• [What you have to do]:
Extract each line below that contains the word "clear", and copy it in full.

## BEGIN Information provided

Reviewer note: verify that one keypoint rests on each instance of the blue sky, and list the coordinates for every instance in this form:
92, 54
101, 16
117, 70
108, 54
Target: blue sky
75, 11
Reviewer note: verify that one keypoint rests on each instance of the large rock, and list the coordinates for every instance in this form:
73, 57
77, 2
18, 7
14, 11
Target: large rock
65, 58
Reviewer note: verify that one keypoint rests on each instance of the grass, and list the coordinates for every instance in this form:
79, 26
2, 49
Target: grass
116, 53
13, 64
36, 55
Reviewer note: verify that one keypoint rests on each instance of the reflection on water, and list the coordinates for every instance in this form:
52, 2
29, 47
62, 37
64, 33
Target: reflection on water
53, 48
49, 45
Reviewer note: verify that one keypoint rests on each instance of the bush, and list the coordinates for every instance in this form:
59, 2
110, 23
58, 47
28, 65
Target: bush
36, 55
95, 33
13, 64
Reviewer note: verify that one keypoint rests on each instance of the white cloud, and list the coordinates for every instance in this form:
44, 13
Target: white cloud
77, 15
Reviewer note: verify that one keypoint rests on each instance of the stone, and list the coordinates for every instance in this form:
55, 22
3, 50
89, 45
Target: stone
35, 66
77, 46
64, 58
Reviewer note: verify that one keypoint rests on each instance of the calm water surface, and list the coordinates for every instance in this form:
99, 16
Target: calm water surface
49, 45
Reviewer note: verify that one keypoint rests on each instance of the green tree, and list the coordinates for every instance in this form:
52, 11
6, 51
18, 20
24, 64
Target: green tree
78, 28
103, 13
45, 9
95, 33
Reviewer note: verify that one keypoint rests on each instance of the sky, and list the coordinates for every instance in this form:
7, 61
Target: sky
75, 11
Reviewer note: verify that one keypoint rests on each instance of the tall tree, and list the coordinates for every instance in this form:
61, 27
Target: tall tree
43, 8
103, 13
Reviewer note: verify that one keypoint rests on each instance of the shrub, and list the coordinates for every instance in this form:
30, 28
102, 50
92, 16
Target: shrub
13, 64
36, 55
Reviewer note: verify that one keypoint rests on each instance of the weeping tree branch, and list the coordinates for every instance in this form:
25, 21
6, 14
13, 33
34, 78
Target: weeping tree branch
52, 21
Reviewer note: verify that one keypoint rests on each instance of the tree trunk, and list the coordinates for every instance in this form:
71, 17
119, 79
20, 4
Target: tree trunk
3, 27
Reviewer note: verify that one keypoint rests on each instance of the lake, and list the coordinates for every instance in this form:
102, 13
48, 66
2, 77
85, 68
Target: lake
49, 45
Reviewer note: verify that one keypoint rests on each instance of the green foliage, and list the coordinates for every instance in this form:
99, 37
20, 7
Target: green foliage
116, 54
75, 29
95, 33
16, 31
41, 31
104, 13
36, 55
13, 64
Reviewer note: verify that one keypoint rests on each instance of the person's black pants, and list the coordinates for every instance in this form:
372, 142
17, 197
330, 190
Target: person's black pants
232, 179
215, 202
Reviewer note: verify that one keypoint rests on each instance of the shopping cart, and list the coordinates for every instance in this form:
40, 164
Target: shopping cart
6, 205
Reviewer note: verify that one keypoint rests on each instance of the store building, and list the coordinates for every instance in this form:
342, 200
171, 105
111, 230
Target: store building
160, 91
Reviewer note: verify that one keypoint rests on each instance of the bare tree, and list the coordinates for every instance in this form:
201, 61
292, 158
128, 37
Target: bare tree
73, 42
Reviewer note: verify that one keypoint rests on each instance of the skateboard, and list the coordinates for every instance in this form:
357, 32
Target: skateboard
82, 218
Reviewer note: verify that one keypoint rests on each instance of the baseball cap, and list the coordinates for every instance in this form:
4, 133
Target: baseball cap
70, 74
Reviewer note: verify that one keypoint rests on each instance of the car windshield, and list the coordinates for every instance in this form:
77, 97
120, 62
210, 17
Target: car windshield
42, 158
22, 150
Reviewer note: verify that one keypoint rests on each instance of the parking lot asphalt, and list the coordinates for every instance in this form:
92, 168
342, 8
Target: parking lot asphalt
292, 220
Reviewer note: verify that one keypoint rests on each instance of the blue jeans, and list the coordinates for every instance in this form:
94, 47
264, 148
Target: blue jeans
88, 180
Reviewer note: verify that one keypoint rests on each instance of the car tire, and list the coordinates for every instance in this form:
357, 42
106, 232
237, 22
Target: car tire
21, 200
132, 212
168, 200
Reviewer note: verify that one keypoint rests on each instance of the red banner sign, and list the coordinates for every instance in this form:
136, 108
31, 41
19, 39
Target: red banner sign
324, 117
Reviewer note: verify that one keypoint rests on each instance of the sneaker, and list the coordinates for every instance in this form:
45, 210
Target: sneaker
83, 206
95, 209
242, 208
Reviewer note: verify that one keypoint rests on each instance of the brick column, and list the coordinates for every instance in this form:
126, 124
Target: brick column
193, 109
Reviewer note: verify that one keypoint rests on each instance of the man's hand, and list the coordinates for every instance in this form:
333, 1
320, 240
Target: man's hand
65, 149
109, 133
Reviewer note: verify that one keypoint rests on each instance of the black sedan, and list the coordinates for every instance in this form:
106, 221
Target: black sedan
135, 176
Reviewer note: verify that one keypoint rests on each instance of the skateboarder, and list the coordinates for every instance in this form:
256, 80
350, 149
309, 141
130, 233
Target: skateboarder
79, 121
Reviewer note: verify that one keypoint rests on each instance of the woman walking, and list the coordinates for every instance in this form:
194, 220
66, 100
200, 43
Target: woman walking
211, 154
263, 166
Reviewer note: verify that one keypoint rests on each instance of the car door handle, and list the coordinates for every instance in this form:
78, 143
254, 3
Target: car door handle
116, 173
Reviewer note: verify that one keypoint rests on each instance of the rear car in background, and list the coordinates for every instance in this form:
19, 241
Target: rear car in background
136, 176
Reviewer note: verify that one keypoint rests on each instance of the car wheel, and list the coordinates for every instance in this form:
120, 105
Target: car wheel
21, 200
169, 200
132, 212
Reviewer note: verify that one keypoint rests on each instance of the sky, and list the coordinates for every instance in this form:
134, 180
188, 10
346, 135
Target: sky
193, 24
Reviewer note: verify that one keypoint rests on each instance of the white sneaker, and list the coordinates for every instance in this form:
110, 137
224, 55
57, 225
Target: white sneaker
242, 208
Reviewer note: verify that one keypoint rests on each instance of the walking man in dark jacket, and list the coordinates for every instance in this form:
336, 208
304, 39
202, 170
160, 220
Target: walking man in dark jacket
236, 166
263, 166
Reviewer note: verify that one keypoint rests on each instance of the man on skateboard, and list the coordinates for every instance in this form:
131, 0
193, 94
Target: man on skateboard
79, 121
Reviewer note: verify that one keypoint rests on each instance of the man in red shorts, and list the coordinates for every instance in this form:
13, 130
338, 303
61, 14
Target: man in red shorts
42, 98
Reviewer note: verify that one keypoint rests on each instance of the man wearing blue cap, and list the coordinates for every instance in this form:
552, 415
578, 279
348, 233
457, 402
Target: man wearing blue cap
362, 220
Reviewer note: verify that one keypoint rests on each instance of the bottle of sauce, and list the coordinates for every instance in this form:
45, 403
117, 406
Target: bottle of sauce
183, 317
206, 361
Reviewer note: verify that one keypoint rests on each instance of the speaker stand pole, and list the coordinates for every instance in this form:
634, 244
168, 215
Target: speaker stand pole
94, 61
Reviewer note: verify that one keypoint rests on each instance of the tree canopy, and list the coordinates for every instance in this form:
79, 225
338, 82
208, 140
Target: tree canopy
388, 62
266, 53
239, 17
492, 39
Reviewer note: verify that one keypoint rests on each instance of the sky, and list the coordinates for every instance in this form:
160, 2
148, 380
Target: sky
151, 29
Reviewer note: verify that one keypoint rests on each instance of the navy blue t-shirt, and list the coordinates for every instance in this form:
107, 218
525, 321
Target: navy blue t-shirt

## END Information provided
## BEGIN Information provided

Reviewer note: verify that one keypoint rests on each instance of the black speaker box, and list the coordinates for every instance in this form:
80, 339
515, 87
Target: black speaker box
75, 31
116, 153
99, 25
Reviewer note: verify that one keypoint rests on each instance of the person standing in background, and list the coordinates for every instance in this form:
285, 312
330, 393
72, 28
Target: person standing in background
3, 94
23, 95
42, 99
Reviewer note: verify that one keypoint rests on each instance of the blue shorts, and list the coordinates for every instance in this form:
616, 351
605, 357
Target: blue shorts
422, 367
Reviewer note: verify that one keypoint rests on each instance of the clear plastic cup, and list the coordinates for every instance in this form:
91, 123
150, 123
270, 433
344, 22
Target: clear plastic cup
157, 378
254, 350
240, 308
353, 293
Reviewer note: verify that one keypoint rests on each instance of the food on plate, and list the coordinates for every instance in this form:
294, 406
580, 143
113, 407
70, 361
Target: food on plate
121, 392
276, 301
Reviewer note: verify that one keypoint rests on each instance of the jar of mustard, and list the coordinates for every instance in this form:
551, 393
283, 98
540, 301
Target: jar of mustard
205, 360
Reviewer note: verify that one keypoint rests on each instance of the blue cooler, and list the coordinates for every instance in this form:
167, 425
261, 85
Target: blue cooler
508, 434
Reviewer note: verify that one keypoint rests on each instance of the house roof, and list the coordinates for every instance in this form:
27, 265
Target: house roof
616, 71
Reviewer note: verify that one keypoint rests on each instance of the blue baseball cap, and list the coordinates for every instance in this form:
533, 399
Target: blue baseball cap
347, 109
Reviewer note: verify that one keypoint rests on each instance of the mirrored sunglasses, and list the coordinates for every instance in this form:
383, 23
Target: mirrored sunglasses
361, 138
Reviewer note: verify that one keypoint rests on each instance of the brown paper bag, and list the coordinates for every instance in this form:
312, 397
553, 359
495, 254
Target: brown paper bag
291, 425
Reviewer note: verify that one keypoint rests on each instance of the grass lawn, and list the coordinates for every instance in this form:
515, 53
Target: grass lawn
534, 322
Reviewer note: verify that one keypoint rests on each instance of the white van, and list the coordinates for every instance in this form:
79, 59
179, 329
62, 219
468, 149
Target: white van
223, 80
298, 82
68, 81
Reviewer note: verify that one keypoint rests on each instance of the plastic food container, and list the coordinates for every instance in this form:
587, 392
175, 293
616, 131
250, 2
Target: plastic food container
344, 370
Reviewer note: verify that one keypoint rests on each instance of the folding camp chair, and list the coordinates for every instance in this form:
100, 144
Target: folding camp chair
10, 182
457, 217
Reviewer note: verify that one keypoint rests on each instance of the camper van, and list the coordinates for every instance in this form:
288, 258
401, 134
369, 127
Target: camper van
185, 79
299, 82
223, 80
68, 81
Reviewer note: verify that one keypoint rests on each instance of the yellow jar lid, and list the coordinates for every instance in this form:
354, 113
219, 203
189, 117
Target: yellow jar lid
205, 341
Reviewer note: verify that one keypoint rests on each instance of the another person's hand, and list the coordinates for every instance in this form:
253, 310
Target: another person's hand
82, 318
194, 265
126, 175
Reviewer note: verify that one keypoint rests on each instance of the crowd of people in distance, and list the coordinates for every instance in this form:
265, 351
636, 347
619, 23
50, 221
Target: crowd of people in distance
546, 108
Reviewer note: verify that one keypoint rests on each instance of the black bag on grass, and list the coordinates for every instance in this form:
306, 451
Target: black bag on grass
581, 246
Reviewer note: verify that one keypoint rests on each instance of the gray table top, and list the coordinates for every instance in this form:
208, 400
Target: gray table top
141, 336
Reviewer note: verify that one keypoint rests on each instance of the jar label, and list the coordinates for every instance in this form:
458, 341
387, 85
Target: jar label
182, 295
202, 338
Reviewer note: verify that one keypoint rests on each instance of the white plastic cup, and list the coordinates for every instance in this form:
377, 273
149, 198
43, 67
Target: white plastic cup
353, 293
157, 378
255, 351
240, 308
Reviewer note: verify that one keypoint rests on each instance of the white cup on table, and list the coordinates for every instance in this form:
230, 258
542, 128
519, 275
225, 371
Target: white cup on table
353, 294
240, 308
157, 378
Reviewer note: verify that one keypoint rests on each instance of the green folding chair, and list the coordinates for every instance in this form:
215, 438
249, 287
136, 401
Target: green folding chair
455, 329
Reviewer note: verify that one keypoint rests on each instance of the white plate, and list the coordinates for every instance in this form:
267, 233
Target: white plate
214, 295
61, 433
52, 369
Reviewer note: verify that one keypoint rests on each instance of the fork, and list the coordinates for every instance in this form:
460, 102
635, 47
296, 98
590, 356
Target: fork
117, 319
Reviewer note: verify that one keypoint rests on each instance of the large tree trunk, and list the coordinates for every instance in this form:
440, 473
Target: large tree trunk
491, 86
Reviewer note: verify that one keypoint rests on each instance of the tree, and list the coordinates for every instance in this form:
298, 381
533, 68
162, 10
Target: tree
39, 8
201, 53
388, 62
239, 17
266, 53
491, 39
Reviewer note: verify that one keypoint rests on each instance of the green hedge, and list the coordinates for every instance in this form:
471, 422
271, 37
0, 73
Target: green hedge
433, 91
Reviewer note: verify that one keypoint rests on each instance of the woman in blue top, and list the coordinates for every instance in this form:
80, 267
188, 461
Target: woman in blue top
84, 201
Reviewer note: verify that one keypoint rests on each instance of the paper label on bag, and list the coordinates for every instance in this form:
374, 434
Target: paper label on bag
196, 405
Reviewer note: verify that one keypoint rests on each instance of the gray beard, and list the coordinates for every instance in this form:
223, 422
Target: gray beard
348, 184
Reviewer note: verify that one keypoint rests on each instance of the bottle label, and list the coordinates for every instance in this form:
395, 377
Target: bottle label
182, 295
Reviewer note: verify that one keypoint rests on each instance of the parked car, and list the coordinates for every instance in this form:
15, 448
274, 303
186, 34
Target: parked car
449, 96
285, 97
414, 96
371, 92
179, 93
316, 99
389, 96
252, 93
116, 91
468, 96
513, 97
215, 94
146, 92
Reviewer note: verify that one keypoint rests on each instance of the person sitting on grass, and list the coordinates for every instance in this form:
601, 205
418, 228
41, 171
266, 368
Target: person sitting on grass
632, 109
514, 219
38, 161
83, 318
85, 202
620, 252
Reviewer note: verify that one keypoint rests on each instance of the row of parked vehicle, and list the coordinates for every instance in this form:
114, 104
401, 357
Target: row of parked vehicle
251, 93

## END Information provided

• [Completed task]:
Reviewer note: verify that one keypoint rests on each instance of the clear plastic cup, and list the coordinates for every instance in this form:
Target: clear plastic cup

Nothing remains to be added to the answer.